| Task to carry out |
Continue the README about the script that extracts condition database files for CMSSW jobs, starting right after its last sentence.

| Article |

########################################

/condition-data-test

Script to extract condition database files needed in a CMSSW analysis job

Primary LanguageShell

Extract database files from conditions database

Script to extract condition database files needed in a CMSSW analysis job from /cvmfs/cms-opendata-conddb.cern.ch.

Runs on a CMSSW open data container with cvmfs mounted on host, e.g

docker run -it --name my_cvmfs --volume "/cvmfs/cms-opendata-conddb.cern.ch:/cvmfs/cms-opendata-conddb.cern.ch" cmsopendata/cmssw_5_3_32-slc6_amd64_gcc472:latest /bin/bash

Runs a CMSSW job with the condition database area locally. Reads the missing database file from the exception message and copies it to the local area. Adds the file information to a main db file. Loops until all needed files dowloaded.

Parameters and defaults:

- $1 package - TriggerInfoTool
- $2 branch - 2011 (note that for TriggerInfoTool there no separate 2012 branch, 2011 is used also for 2012 
- $3 configuration file - GeneralInfoAnalyzer/python/triggerinfoanalyzer_cfg.py
- $4 GlobalTag - FT_53_LV5_AN1
- $5 GitHub orgainzation/owner - cms-opendata-analyses

If TriggerInfoTool or PhysObjectExtractor are given as package, a local config with the needed modification for GT settings is used. For POET, configs are taken from a fork with hardcoded data or MC option, the Global Tag connect settings for this test and the PAT option (poet_cfg_data.py and poet_cfg_mc.py) respectively.

POET with PAT jets has the advantage of requiring all trigger and jet/btag related condition dbs. It is not guaranteed that they cover all usecases.

########################################

| Items |
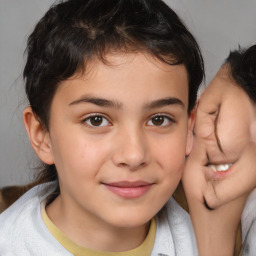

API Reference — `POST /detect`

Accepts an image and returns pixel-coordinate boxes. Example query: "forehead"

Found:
[56,53,188,108]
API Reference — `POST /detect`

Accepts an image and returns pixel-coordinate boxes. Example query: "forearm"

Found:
[189,197,246,256]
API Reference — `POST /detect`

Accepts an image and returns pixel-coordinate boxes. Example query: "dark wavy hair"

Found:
[23,0,204,200]
[225,44,256,104]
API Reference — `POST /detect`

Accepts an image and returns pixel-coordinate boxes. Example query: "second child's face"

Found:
[46,54,191,227]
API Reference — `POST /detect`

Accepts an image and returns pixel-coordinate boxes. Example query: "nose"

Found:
[113,125,149,171]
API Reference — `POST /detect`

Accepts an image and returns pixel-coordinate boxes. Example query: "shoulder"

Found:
[0,183,55,226]
[153,198,197,256]
[0,183,58,252]
[241,189,256,256]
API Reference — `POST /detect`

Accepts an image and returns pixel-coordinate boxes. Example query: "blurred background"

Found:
[0,0,256,187]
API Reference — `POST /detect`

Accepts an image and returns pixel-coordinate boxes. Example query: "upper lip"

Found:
[103,180,153,188]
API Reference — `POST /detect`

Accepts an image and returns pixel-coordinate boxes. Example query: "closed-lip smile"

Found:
[102,181,154,199]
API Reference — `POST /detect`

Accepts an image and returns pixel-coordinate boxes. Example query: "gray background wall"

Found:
[0,0,256,187]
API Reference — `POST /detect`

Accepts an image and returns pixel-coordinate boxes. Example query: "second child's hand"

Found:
[182,70,253,256]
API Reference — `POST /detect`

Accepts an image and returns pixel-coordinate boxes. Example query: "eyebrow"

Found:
[69,96,185,109]
[145,97,185,109]
[69,96,122,109]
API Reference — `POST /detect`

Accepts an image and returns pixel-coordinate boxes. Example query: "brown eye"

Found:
[147,115,174,126]
[85,115,109,127]
[152,116,165,126]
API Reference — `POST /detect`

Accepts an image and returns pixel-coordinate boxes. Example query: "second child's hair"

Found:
[225,44,256,104]
[23,0,204,198]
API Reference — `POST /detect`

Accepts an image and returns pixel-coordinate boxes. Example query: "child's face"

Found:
[42,54,190,227]
[198,67,256,208]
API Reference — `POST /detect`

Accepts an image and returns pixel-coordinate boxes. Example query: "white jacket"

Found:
[0,183,197,256]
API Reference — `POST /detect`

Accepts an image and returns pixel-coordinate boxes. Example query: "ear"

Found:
[23,107,54,165]
[186,104,197,156]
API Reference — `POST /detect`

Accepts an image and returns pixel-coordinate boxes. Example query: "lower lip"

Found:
[104,184,152,199]
[206,165,233,180]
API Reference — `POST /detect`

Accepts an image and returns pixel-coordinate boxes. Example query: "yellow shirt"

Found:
[41,206,156,256]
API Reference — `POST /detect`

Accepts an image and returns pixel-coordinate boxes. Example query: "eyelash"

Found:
[147,113,175,127]
[82,113,111,128]
[82,113,175,128]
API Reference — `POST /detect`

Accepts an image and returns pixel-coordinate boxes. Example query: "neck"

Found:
[46,196,149,252]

########################################

| In response |
For 2011 branch, b-discrimininators defined in PhysicsTools/PatAlgos/python/producersLayer1/jetProducer_cfi.py are changed to those available in data.

Scripts

The script is in two parts: test_workflow.sh which set ups the working area and find_db.sh which runs the job. It runs from a GitHib workflow where a GitHub repository and a GT (one of those available on /cvmfs/cms-opendata-conddb.cern.ch/) can be used as input.

Change the input file and the GlobalTag if needed in the config file and check that the GlobalTag commands are of form

process.GlobalTag.connect = cms.string('sqlite_file:<global-tag-name>.db')
process.GlobalTag.globaltag = '<global-tag-name>::All'

and that the number of events is small.

GitHub action output

The GitHub action workflow writes he db files (copied from /cvmfs/cms-opendata-conddb.cern.ch/<global-tag-name>), updated stripped main db file <global-tag-name>.db and the text dump of it are in the artifact.

Due to some instability (input/output errors for reading from /cvmfs), the db files are now read from /eos/opendata/cms/conddb/. This area contains all OD condition data.

Output directory

The output contains the database index for the selected files (with the database file path as /cvmfs/cms-opendata-conddb.cern.ch) and the selected database files under a folder with the GT name.

The selected databases extracted with this tool have now been copied to /eos/opendata/cms/conddb/selection-for-containers/cmssw_5_3_32/.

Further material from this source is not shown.